■ **What to do**: Starting at the line that contains "Target: young plant" and ending at the line that contains "Target: serrated leaf", the lines below are to be given again exactly, with nothing added.

○ ○ ○

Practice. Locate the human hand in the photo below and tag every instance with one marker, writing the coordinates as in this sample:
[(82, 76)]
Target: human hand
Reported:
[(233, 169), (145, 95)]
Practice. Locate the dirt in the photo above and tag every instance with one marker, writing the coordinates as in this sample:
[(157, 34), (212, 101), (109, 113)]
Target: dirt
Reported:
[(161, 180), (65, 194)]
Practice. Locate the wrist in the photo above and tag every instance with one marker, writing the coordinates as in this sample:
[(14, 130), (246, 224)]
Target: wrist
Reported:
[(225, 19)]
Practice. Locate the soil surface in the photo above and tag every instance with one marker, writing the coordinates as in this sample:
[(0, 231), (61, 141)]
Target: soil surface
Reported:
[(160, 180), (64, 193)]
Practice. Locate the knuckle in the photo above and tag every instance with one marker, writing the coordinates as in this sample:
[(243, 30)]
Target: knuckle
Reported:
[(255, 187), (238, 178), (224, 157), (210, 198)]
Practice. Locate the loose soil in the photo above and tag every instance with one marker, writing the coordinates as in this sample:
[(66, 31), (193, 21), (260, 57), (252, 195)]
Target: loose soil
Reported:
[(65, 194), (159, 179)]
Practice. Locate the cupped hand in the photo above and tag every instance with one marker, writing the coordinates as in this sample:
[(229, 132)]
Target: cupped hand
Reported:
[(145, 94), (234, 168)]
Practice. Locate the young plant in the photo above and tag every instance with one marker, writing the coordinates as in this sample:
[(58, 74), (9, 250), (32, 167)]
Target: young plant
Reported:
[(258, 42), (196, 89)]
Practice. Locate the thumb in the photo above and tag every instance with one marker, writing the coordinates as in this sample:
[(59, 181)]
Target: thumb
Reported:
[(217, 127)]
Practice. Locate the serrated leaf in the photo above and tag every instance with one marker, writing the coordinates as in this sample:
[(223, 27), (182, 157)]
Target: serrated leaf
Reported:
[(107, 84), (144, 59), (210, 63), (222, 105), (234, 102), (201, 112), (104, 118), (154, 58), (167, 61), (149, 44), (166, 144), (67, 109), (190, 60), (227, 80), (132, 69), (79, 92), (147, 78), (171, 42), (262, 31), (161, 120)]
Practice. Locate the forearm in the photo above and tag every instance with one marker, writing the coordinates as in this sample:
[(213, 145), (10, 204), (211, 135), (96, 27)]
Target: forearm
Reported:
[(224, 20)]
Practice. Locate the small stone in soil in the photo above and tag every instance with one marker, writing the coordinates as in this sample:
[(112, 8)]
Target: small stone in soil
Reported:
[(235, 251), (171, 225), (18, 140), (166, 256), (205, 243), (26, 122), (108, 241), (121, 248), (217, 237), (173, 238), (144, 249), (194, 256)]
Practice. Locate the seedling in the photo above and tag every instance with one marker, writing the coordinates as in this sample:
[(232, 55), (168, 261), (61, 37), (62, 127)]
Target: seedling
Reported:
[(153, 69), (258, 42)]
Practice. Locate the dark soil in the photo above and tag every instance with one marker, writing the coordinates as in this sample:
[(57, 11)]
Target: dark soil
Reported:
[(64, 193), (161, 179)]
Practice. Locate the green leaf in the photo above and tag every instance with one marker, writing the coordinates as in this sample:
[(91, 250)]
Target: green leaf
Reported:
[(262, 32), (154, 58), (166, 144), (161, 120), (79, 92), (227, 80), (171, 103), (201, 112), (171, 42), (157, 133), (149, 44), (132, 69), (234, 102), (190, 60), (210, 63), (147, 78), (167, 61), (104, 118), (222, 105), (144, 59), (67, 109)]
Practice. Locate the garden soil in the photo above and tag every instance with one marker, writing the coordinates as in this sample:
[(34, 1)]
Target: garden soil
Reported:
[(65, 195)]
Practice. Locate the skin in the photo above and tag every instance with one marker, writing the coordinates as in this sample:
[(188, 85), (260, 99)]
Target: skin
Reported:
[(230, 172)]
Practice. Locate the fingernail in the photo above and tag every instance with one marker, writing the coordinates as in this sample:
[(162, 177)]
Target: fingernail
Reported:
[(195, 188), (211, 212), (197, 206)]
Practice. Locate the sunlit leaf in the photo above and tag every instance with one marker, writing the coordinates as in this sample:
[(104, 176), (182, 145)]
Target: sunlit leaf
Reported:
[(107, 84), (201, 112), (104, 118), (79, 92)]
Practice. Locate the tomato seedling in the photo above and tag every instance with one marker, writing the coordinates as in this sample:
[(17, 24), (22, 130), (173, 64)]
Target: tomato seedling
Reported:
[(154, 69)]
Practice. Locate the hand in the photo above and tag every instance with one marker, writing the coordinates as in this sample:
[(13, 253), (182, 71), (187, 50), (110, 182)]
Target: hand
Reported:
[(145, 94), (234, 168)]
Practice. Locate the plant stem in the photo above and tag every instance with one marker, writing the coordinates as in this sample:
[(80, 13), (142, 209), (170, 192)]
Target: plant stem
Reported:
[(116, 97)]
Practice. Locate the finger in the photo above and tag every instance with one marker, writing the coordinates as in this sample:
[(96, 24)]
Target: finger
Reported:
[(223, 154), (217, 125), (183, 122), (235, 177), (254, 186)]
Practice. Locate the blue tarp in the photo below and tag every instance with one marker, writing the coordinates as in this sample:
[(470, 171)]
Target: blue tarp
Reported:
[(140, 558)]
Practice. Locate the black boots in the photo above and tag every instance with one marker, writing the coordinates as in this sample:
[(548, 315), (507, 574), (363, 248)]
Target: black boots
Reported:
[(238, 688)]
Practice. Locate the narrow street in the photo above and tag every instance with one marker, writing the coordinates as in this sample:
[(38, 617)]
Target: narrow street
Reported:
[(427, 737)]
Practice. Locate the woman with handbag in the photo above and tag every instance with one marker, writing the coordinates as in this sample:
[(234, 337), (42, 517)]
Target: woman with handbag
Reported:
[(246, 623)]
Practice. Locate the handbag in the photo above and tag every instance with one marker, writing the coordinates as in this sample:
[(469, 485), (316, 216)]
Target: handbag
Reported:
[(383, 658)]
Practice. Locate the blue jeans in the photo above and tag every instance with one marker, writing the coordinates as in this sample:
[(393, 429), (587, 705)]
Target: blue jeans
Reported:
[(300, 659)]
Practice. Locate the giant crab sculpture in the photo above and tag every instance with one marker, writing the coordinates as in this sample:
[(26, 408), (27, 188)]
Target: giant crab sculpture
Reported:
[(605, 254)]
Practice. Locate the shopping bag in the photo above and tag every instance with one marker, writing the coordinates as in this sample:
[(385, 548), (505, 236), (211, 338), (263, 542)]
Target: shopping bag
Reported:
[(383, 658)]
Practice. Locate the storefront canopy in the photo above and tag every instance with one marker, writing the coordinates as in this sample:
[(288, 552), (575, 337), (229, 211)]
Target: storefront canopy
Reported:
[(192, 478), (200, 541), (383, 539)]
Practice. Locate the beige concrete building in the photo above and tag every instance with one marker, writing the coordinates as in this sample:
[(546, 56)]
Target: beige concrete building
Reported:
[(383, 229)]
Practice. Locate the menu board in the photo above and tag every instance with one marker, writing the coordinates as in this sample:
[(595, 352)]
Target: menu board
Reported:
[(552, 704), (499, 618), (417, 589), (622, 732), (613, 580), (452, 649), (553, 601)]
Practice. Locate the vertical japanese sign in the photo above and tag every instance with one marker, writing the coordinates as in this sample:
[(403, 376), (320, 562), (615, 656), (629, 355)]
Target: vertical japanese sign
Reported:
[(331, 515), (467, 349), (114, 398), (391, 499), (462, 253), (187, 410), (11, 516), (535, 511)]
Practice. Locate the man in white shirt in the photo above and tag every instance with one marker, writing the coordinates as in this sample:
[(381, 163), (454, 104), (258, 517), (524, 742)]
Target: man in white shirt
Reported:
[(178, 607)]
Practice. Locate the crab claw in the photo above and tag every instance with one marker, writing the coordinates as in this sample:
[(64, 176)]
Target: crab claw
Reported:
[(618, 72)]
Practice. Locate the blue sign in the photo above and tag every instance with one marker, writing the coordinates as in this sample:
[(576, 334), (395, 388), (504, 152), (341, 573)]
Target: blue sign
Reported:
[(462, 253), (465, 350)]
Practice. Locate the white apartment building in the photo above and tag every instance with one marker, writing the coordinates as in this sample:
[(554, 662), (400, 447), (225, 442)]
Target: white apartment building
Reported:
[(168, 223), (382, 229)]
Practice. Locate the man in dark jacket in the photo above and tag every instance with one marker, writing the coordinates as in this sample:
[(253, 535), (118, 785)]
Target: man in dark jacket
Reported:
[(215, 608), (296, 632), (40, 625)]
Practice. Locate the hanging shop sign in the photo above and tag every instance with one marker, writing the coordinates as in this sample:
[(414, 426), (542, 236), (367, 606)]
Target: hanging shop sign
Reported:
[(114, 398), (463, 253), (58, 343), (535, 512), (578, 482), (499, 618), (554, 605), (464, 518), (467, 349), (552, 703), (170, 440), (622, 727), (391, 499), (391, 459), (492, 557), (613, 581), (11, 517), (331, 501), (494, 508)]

○ ○ ○

■ **Task answer**:
Target: young plant
Reported:
[(258, 42), (196, 89)]
Practice. Locate the thumb in the photo above and tag every instance with one marker, writing the coordinates as in this sample:
[(59, 181)]
Target: thumb
Reported:
[(217, 127)]
Practice. Locate the serrated leaf in the photo above and tag every instance with one marker, writing the coordinates as in this sample:
[(223, 27), (182, 157)]
Target: serrated leaf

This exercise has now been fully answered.